**Given task:**
Answer these questions using the passage about dreams and Richard Price.
(a) In which city is the oceanic street where the rowboat dream takes place?
(b) Which two books did Richard Price read over the phone to John Sterling?
(c) What subject does Clockers deal with?

My freaky dreams: Like the one where I'm walking on a rocky creek shoreline in bare feet and come across a series of very bloody, very fresh footprints. I step carefully, my eyes scanning the rocks for broken glass. I'm paralyzed with fear, of what might happen to me, of what has happened to the other person.

Or the one where my husband, son, and I are in a small rowboat on this oceanic street in
Emeryville, caught between a fear of sharks and a fear of place. The bridge behind us is from another one of my dreams, where I'm in a small souvenir shop in Chesapeake City. In the back of the shop is a door that leads to a spindly ladder that takes you to that bridge. Maybe that bridge can lead us home, or at least back to Chesapeake City, down the ladder, into the shop, into a past life.

Or the one where I'm riding on a train with my high school class
(all of us middle-aged now), talking to a man I haven’t spoken with since 7th grade, about the recklessness of Reagan, his foolish use of weaponry. I’m topless, I move my knees closer to the man's. I wake up.

Author Richard Price: I love author Richard Price. Not just because of his well-drawn characters or his true-to-life dialog, but for the way he talks about research and writing. I also like the fact that, for a while at least, he was so unsure of his own words that he read them over the phone to his editor: I used to be a lot worse. My editor before this, John Sterling, I read all of Clockers and Freedomland over the phone. Everyday he would have to listen for forty minutes. It’s not like he had anything else to do, just run a publishing company. This guy is on the phone, listening to this oral reading. (2003 interview with Richard Price on Identity Theory) But reading Clockers -- a book about the crack cocaine trade in a fictional New Jersey town, on which The Wire was partially based -- before bedtime is a bad idea, no matter how compellingly written it is.

**Record set:**

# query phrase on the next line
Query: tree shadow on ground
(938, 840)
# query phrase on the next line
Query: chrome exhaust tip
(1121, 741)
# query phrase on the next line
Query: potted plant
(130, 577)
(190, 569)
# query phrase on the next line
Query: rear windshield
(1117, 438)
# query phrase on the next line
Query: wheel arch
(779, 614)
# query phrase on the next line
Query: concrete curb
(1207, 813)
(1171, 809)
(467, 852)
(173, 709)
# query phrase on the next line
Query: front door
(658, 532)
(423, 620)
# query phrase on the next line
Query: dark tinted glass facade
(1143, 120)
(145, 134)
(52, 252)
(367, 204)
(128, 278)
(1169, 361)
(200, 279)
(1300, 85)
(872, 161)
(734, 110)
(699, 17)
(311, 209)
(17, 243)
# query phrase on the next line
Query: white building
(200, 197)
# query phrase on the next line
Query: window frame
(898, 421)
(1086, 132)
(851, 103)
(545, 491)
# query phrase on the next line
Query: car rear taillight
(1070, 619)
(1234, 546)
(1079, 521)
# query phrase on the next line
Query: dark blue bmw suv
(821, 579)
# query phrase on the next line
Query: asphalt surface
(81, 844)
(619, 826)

**Completed exercise:**
(a) Emeryville
(b) Clockers and Freedomland
(c) The crack cocaine trade in a fictional New Jersey town